Direction A:
In the forum post about the distributive law, write out the part from "If p is a particle" to "as something self-enough." again, switching "particle" to "object".
Direction B:
Does the forum post about the distributive law agree with each statement? (i) The logic has no distributive law. (ii) Particle q is located to the right of the center. (iii) The writer says they fully understand the idea.

Selected extract:
>> begin
|
|
Post by Eugene 2.0 on Aug 8, 2020 18:15:55 GMT
This logic has no distributive law.
If p is a particle that located at the center of the coordinates;
If q is a particle that located left to the center; and
If r is a particle that located right to the center, then:
~{(p&(qvr))≡(p&q)v(p&r)}
They say that p&q, and p&r can't be taken as true, because it would be nonsense if we took "left" or "right" as something self-enough.
Anyway, I don't really get it. Anybody knows how we should understand it?
>> end
Stored rows:
>> begin
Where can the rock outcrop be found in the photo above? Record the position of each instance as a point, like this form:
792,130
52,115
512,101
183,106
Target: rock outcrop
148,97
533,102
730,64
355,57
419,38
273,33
>> end
Exercise response A:
If p is a object that located at the center of the coordinates;
If q is a object that located left to the center; and
If r is a object that located right to the center, then:
~{(p&(qvr))≡(p&q)v(p&r)}
They say that p&q, and p&r can't be taken as true, because it would be nonsense if we took "left" or "right" as something self-enough.

Exercise response B:
(i) Yes: "This logic has no distributive law."
(ii) No: "If q is a particle that located left to the center"
(iii) No: "Anyway, I don't really get it."